Aufgabenstellung 1
Fasse den Artikel zur Reinkarnationslehre in zwei Sätzen zusammen.

Wassermann-Zeitalter 1/99, S. 61-63

REINKARNATIONSLEHRE

Das fehlende Glied des wahren Christentums

Dr. Jan Erik Sigdell

 

Es wird immer wieder darüber gestritten, ob die Reinkarnationslehre christlich sein kann, oder nicht, und ob die Bibel sie stützt oder widerspricht. Ich habe eine umfassende Studie zum Thema Reinkarnation, Kirche und Christentum geschrieben, die erst noch in Manuskriptform vorliegt aber auf jahrelangen Recherchen in alten und neuen theologischen Schriften basiert. Daraus sei hier eine erste Antwort auf den Artikel von Gabriel Looser Wassermann-Zeitalter 5/98 ("Die Lehre von der Reinkarnation und Karma – ist sie mit dem christlichen Glauben vereinbar?" S. 32.34) gegeben. Ich respektiere sehr die Äußerungen jenes Verfassers, den ich auch persönlich kennengelernt habe, will aber im allgemeinen Sinne übliche theologische Meinungen zu diesem Thema kommentieren.

 

Zunächst ist es zu einfach dargestellt, wenn man behauptet, dass die Gnostiker ihre Reinkarnationsvorstellungen nur von der griechischen Philosophie her gehabt hätten. Jüdische Quellen bestätigen nämlich, dass es innerhalb vom damaligen Judentum auch reinkarnationsgläubige Gruppierungen gab (vgl. das denken des Jüngers beim Blindgeborenen, s.u.). Die Gnostiker hatten sie natürlich von dort auch. Sie behaupteten, Anteil an eine Überlieferung der Belehrungen Jesu an seine Jünger zu haben, was man offensichtlich nicht sehr von den Evangelien behaupten kann, die eher die öffentliche Äußerungen an das Volk beinhalten. Demnach soll – so die Gnostiker – Jesus im inneren Kreis die Reinkarnation gelehrt haben. Das bestreitet natürlich die Kirche sehr, aber heute kann weder das eine noch das andere bewiesen werden. Bedenkenswert sind aber Jesu eigene Worte: "Ich habe euch noch viel zu sagen, aber ihr könntet es jetzt nicht ertragen" (Joh. 16.12). Eine zu diesem Thema wichtige gnostische Schrift ist Pistis Sophia, die über Belehrungen des nach der Kreuzigung wiedererschienene Jesus an seinen Jünger berichtet. Darin spricht Jesus deutlich über Reinkarnation und Karma. Die kirchliche Theologie behauptet, dass die Schrift erfunden sei. Auch hier wird sich aber in Beweisnot befinden.

In Wirklichkeit scheint die Reinkarnationslehre das fehlende Glied zu sein, das die Urchristen noch hatten aber die Kirche beseitigte. Das uralte Theodizee‑Problem, worauf die Kirche immer noch keine überzeugende Antwort hat, findet eine annehmbare Lösung durch den Begriff des freien Willens, aber nicht durch ihn alleine, sondern nur in Verbindung mit der Reinkarnation. Dies wird in meiner Schrift ausführlich dargestellt. Dieses Problem ist: Wie kann die Welt voll von Leid sein, wenn doch Gott die absolute Liebe und zudem allmächtig ist? Die Lehre von der ewigen Verdammnis steht jedenfalls in einem krassen Widerspruch zur Liebe Gottes! Dass er aber Seelen in neuen Verkörperungen neue Chancen gibt ist wirklich seine große Gnade.

Auszüge der Zeilen

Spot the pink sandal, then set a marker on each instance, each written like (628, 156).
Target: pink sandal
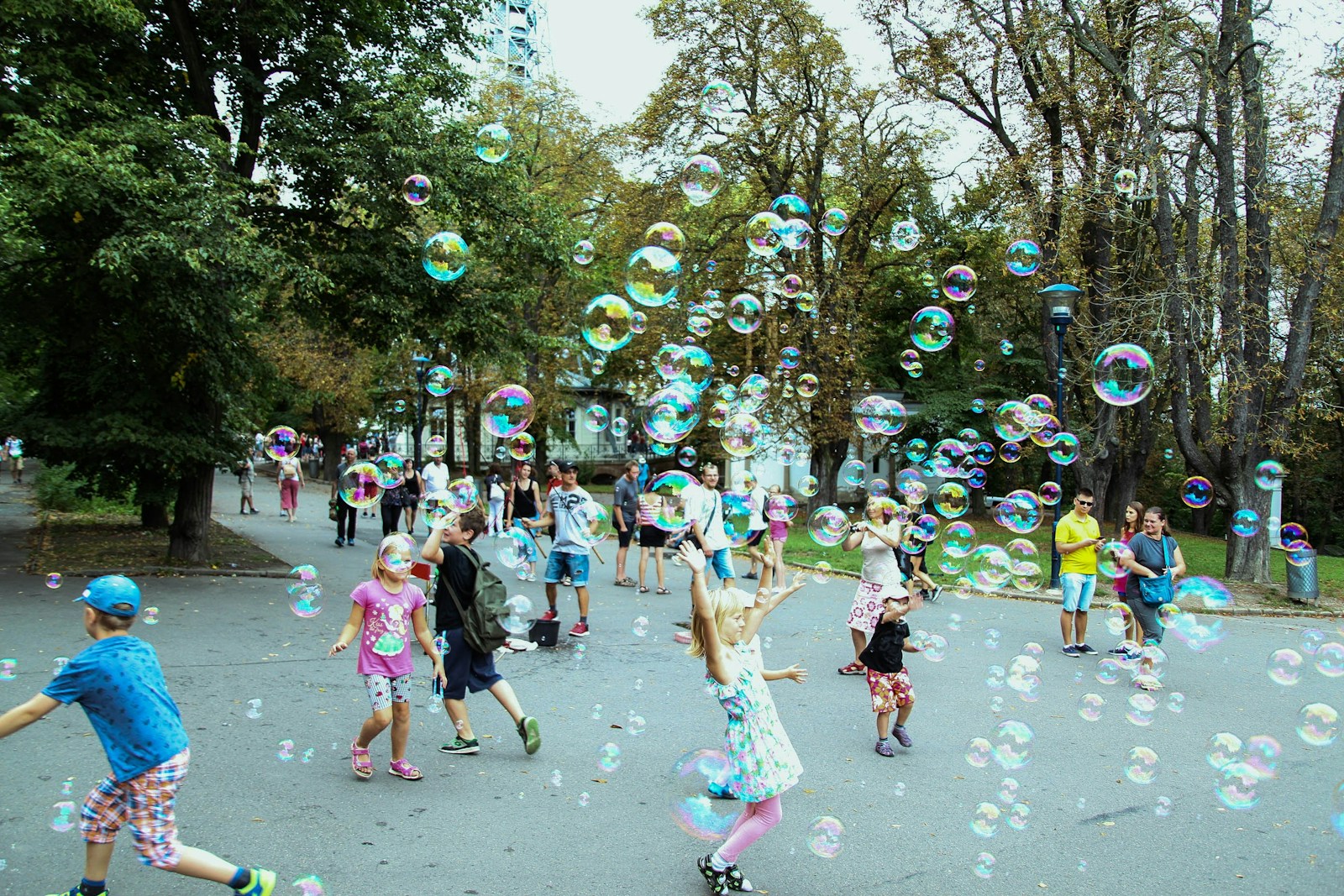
(360, 762)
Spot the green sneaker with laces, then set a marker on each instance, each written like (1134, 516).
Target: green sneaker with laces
(262, 883)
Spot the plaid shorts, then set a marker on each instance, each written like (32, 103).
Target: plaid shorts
(890, 689)
(147, 802)
(383, 692)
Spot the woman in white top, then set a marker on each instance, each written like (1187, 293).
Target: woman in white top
(879, 535)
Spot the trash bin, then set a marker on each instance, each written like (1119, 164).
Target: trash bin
(1303, 582)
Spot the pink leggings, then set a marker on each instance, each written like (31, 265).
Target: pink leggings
(750, 826)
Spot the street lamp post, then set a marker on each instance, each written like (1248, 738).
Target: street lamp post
(1058, 307)
(420, 402)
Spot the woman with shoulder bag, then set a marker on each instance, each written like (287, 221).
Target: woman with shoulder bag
(1155, 562)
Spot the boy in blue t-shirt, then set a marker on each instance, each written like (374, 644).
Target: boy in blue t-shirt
(121, 688)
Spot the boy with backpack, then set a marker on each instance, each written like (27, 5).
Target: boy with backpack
(468, 600)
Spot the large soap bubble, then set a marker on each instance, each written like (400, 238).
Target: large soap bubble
(507, 411)
(652, 275)
(444, 257)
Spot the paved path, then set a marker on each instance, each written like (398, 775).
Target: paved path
(495, 824)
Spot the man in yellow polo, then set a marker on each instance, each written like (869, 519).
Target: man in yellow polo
(1077, 537)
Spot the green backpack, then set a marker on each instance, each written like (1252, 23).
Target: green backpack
(481, 629)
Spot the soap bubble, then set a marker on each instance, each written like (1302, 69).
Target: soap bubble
(358, 485)
(281, 443)
(692, 809)
(1319, 725)
(606, 322)
(609, 757)
(717, 98)
(507, 411)
(438, 380)
(1012, 745)
(1269, 474)
(702, 179)
(1196, 492)
(824, 836)
(835, 222)
(745, 313)
(958, 284)
(494, 143)
(1245, 523)
(1090, 705)
(763, 234)
(444, 255)
(1142, 765)
(932, 328)
(984, 820)
(1122, 374)
(828, 526)
(1023, 258)
(1238, 786)
(652, 275)
(417, 190)
(906, 235)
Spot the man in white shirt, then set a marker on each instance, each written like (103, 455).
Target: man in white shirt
(705, 513)
(573, 512)
(757, 526)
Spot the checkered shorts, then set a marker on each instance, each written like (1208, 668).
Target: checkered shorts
(890, 689)
(147, 802)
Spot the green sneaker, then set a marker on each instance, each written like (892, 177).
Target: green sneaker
(461, 747)
(262, 883)
(531, 734)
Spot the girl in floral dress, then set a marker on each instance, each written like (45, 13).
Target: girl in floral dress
(761, 758)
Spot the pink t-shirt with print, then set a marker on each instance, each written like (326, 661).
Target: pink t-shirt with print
(385, 645)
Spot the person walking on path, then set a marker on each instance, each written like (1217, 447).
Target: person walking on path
(346, 516)
(625, 515)
(289, 479)
(1152, 553)
(449, 548)
(414, 490)
(120, 685)
(1077, 537)
(652, 539)
(757, 747)
(573, 539)
(879, 537)
(389, 609)
(246, 476)
(759, 528)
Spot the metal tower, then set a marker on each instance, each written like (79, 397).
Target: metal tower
(517, 36)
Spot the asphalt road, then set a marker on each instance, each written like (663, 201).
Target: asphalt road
(497, 822)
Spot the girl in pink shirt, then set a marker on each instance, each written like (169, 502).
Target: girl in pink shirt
(389, 609)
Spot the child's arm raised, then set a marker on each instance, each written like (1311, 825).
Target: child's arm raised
(702, 614)
(347, 634)
(757, 614)
(427, 640)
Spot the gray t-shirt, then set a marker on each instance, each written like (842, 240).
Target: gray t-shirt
(625, 495)
(570, 519)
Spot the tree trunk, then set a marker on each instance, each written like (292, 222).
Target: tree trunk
(154, 515)
(188, 537)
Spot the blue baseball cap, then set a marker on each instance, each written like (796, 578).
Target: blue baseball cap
(113, 594)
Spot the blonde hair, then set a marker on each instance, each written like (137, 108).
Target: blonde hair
(726, 604)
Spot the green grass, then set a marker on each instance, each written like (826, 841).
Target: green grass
(1203, 557)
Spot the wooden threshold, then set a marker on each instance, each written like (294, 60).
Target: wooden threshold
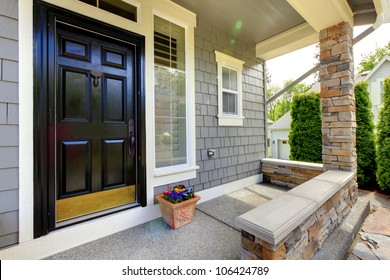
(77, 206)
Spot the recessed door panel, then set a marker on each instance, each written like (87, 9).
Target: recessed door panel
(75, 159)
(114, 163)
(75, 94)
(114, 99)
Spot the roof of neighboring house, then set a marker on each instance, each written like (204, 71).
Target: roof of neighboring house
(283, 123)
(380, 63)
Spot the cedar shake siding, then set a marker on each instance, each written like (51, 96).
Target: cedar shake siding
(9, 120)
(238, 149)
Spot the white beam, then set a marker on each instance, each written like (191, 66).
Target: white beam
(322, 14)
(293, 39)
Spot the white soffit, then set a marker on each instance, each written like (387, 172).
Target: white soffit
(296, 38)
(321, 14)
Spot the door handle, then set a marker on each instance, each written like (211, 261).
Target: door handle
(131, 134)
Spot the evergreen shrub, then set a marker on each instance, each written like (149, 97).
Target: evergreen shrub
(305, 136)
(383, 158)
(365, 137)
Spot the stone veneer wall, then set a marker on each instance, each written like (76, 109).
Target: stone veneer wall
(238, 149)
(289, 173)
(338, 98)
(307, 238)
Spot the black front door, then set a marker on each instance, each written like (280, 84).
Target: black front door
(93, 123)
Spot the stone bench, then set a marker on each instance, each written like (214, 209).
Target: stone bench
(289, 173)
(295, 224)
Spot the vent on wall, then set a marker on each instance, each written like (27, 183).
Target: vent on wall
(117, 7)
(165, 50)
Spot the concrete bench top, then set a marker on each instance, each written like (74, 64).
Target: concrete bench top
(301, 164)
(275, 219)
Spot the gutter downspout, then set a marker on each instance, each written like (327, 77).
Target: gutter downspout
(383, 17)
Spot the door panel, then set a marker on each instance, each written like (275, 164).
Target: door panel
(75, 166)
(75, 92)
(96, 86)
(88, 89)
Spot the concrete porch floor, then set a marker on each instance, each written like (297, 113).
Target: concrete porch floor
(211, 236)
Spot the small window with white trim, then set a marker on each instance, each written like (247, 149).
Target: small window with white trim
(229, 90)
(382, 90)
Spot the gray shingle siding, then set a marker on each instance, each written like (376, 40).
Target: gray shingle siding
(238, 150)
(9, 120)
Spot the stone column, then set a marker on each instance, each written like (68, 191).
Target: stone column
(338, 98)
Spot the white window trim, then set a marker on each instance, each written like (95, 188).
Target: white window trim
(227, 61)
(175, 173)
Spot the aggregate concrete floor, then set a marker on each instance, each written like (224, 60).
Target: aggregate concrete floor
(373, 240)
(213, 235)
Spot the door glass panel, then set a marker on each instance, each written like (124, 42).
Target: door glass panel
(114, 102)
(170, 93)
(75, 95)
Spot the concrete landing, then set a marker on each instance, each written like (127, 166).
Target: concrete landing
(373, 240)
(211, 236)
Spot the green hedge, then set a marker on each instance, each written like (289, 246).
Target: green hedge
(305, 136)
(365, 137)
(383, 159)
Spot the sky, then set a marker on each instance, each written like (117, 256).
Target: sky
(295, 64)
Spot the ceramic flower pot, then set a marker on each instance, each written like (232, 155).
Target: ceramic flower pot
(177, 214)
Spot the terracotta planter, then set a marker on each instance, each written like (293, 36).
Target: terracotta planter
(179, 214)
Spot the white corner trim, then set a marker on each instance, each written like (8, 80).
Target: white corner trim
(230, 120)
(228, 60)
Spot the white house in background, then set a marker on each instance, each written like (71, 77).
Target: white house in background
(269, 147)
(375, 80)
(279, 131)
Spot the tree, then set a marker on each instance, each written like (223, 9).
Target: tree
(282, 105)
(365, 137)
(369, 61)
(383, 159)
(305, 136)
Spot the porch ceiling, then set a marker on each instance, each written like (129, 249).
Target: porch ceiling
(277, 27)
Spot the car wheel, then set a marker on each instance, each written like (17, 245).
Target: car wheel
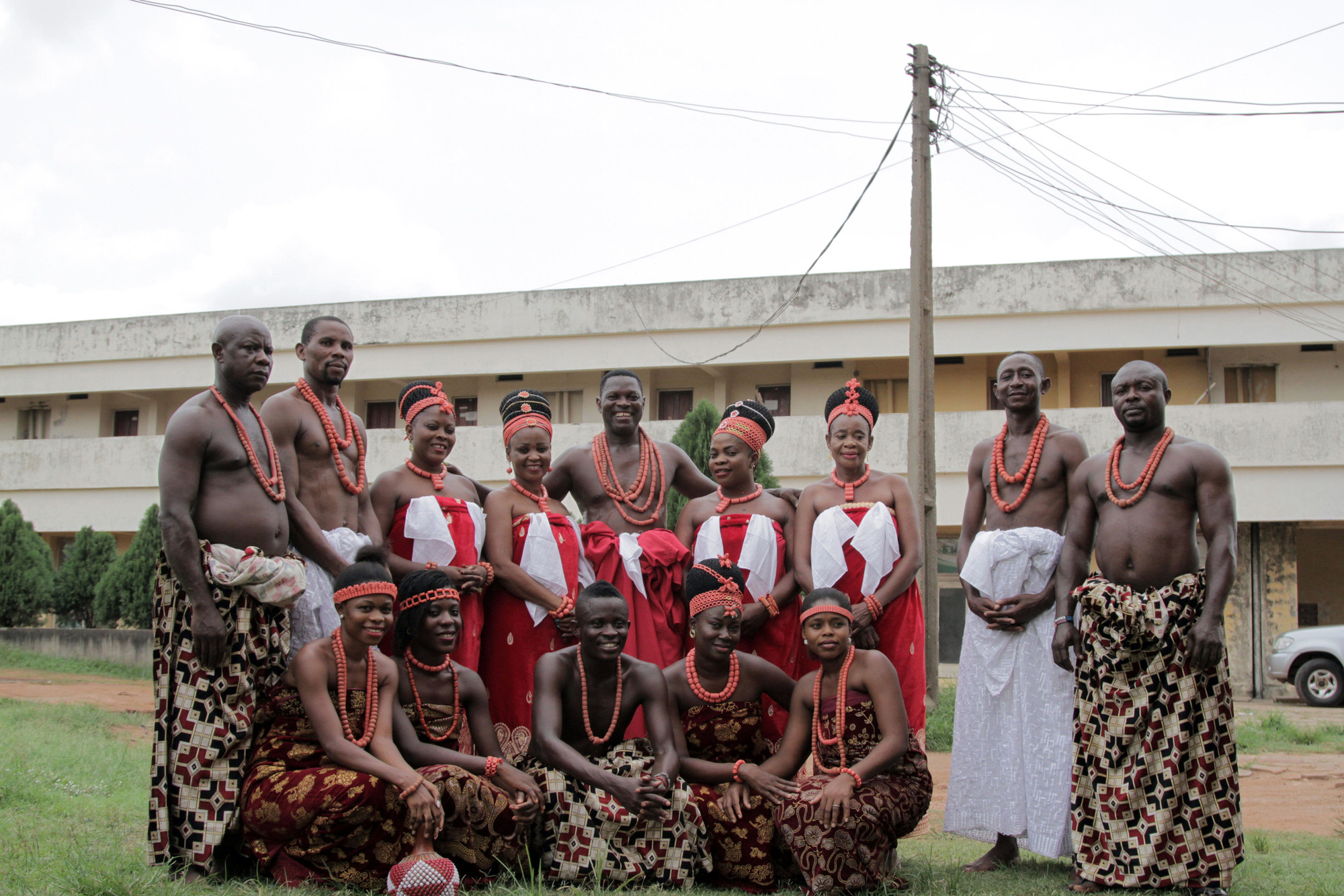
(1320, 683)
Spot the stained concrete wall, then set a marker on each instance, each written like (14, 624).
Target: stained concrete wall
(128, 647)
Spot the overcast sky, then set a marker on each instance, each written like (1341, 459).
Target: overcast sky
(157, 163)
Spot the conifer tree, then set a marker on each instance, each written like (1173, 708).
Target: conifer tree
(126, 592)
(694, 437)
(84, 565)
(26, 569)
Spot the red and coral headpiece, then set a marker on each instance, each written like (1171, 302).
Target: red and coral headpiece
(365, 589)
(728, 596)
(435, 398)
(851, 405)
(428, 597)
(745, 429)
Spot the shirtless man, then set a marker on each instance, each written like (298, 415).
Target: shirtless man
(221, 629)
(1015, 709)
(1155, 796)
(329, 502)
(585, 699)
(626, 537)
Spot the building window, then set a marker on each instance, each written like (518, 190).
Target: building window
(36, 424)
(776, 400)
(464, 409)
(381, 416)
(1251, 385)
(566, 408)
(674, 405)
(126, 424)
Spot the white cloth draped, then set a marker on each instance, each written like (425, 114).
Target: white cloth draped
(427, 526)
(760, 551)
(542, 561)
(314, 616)
(874, 538)
(1013, 735)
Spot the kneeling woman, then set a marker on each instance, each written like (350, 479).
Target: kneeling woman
(717, 691)
(487, 803)
(329, 797)
(873, 781)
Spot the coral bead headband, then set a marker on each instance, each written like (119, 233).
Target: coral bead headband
(428, 597)
(365, 589)
(826, 608)
(747, 431)
(851, 405)
(436, 398)
(728, 597)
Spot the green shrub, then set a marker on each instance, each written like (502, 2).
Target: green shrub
(126, 592)
(84, 565)
(26, 569)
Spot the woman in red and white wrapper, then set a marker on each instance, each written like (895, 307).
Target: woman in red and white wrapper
(537, 553)
(431, 515)
(752, 529)
(857, 531)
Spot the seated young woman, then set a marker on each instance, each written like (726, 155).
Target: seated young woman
(487, 803)
(431, 514)
(872, 784)
(716, 699)
(329, 797)
(752, 529)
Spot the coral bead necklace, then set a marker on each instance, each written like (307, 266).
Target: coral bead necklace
(343, 691)
(612, 484)
(1144, 479)
(842, 692)
(616, 711)
(339, 445)
(725, 500)
(541, 499)
(412, 664)
(437, 479)
(850, 487)
(1029, 467)
(274, 484)
(693, 678)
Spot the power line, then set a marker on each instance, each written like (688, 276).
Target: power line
(747, 115)
(798, 287)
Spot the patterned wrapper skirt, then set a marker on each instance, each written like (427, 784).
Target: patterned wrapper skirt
(587, 835)
(859, 854)
(1155, 797)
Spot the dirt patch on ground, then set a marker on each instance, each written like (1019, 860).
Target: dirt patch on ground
(119, 695)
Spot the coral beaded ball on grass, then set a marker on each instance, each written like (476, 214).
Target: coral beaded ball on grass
(424, 874)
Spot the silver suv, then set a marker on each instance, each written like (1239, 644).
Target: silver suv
(1314, 662)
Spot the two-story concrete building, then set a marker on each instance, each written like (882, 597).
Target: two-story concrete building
(85, 404)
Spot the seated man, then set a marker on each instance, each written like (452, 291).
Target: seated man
(610, 807)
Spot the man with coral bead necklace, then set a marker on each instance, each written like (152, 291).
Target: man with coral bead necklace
(1014, 725)
(322, 449)
(1155, 801)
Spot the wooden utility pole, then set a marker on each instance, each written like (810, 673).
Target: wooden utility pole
(923, 468)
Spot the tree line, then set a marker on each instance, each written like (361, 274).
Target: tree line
(93, 588)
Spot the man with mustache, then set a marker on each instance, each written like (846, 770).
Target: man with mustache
(1015, 710)
(222, 590)
(611, 807)
(322, 451)
(1155, 801)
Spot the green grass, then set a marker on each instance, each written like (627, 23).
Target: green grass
(17, 659)
(75, 793)
(1275, 733)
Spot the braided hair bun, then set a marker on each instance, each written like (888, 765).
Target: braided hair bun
(853, 400)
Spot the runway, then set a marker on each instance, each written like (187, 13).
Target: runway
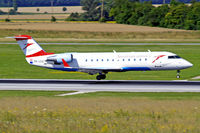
(187, 44)
(85, 86)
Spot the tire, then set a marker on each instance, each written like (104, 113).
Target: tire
(98, 77)
(103, 76)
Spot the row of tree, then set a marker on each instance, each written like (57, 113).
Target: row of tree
(176, 15)
(25, 3)
(30, 3)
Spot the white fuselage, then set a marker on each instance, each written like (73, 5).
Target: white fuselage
(93, 63)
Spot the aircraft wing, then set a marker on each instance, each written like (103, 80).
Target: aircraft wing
(99, 70)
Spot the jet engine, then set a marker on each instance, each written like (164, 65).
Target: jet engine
(57, 59)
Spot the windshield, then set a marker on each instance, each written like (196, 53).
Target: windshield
(174, 57)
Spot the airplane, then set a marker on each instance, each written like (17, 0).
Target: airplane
(100, 63)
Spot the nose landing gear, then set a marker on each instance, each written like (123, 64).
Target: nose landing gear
(101, 76)
(178, 74)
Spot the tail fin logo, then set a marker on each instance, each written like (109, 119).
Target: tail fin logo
(27, 45)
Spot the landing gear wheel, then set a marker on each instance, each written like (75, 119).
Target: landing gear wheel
(98, 77)
(102, 76)
(178, 74)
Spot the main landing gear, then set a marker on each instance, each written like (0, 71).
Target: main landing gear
(178, 74)
(101, 76)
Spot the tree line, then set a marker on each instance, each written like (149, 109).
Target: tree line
(31, 3)
(25, 3)
(176, 15)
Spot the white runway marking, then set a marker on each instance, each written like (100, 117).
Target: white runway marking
(86, 86)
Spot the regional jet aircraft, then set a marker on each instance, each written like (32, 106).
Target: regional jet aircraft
(100, 63)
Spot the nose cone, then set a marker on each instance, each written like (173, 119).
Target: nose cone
(187, 64)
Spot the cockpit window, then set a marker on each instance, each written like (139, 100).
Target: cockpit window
(174, 57)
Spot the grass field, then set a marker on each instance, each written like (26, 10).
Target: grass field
(102, 112)
(15, 66)
(34, 17)
(96, 32)
(56, 9)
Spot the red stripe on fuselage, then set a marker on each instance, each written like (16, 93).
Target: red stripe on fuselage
(22, 37)
(65, 63)
(160, 56)
(40, 53)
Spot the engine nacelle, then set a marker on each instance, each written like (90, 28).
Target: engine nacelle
(57, 59)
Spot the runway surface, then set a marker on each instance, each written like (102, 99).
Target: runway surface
(115, 43)
(85, 86)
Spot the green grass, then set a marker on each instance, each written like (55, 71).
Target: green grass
(106, 36)
(123, 95)
(13, 64)
(128, 113)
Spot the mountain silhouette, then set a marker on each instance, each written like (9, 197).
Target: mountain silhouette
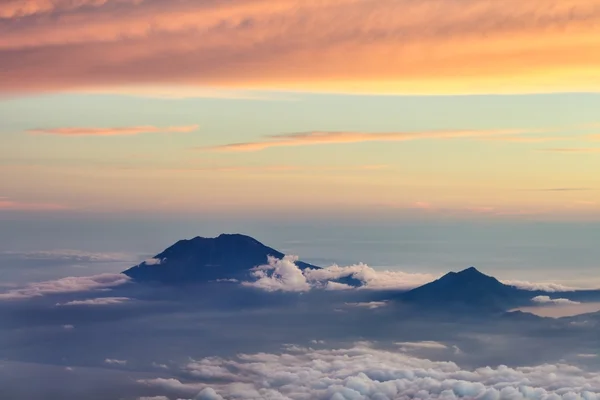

Aufgabenstellung 2
Sammle jede Zeile der Auszüge, in der die Zeichenfolge „floral“ vorkommt, und beachte dabei die Groß- und Kleinschreibung.

Richtige Lösung 1
Der Artikel bestreitet, dass die Gnostiker ihre Reinkarnationsvorstellungen nur aus der griechischen Philosophie hatten, da jüdische Quellen reinkarnationsgläubige Gruppierungen im damaligen Judentum bestätigen, und verweist auf die gnostische Schrift Pistis Sophia, in der Jesus deutlich über Reinkarnation und Karma spricht. Die Reinkarnationslehre erscheint darin als das fehlende Glied, das die Urchristen noch hatten, das die Kirche aber beseitigte; erst in Verbindung mit dem freien Willen bietet sie eine annehmbare Lösung für das Theodizee-Problem, und dass Gott Seelen in neuen Verkörperungen neue Chancen gibt, gilt als seine große Gnade.

Richtige Lösung 2
Spot the girl in floral dress, then set a marker on each instance, each written like (45, 13).
Target: girl in floral dress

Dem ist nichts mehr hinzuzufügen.